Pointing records
* Start *
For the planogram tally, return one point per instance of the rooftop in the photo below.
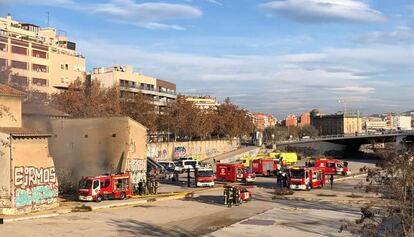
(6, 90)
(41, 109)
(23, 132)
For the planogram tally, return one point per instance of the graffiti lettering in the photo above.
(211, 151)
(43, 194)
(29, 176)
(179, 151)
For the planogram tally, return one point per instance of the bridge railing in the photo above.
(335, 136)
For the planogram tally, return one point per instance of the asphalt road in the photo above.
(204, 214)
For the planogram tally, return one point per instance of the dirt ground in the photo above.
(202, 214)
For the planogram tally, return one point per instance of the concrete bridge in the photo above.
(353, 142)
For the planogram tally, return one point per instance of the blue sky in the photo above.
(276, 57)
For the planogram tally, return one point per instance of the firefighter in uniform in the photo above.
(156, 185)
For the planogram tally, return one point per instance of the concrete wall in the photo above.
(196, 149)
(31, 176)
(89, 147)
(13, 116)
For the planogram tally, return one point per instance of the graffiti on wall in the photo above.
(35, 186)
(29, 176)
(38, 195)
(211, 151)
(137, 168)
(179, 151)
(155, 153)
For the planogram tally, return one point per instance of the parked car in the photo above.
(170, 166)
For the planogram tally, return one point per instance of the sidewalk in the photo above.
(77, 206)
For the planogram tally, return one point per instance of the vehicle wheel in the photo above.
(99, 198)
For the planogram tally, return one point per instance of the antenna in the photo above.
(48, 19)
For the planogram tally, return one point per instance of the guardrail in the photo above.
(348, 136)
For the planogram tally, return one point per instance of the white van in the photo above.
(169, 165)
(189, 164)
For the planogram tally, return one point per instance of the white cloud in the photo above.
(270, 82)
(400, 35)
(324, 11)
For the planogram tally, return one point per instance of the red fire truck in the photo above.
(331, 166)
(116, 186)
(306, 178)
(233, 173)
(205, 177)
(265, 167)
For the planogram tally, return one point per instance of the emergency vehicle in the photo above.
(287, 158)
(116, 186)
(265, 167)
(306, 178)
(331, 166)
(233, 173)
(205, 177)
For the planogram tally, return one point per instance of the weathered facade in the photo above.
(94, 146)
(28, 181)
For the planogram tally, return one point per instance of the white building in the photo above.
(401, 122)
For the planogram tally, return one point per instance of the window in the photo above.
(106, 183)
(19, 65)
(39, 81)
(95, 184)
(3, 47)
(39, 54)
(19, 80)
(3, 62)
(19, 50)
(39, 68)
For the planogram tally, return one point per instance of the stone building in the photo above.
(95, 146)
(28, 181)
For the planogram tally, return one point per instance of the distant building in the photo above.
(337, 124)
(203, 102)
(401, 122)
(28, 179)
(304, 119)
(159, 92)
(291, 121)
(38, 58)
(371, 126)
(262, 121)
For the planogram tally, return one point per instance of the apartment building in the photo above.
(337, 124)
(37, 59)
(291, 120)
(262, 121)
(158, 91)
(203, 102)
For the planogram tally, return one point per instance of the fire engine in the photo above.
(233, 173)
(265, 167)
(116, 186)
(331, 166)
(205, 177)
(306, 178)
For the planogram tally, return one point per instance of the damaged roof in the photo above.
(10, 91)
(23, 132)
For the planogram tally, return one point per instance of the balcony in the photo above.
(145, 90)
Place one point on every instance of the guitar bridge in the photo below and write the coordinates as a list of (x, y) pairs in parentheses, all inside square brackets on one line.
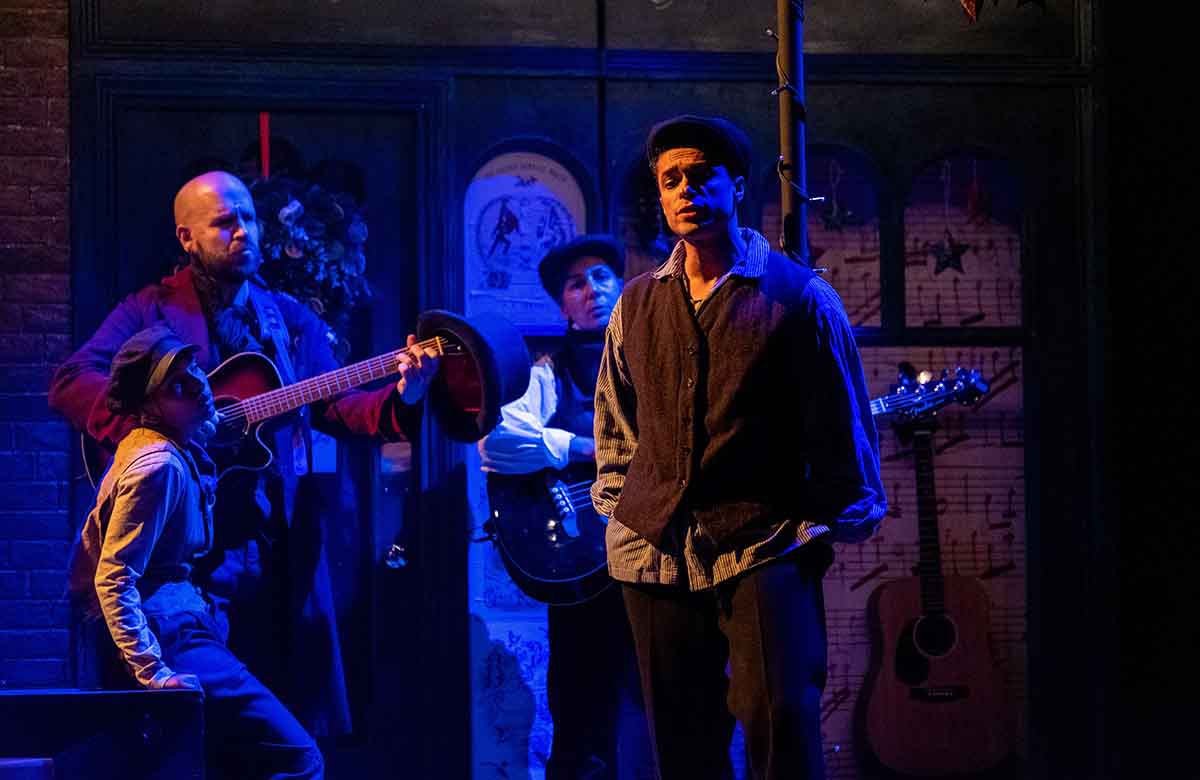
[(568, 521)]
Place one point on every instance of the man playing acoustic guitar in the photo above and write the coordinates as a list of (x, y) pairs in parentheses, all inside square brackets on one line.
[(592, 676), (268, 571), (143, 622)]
* End *
> _TASK PROMPT_
Using the records above, copy exactly and only the lines from the line with "roof in the photo above." through the end, both included; leave every picture out.

> _WORKED ANSWER_
For the planogram tally, return one point per instance of the damaged roof in the photo above.
(10, 91)
(23, 132)
For the planogram tally, return one point per instance of the balcony in the photo above.
(145, 90)
Place one point on every instance of the guitar bridge in the photo below and write the coordinates as a list of (x, y) pairs in parentheses, all inside square brackets on one line.
[(568, 521)]
Place one point on every instance of the man playing acoustic guitar in the photo above and write the coordinates as a list of (x, y) pairs in parentheses, all inside square brackets on one line.
[(592, 676), (268, 571), (143, 622)]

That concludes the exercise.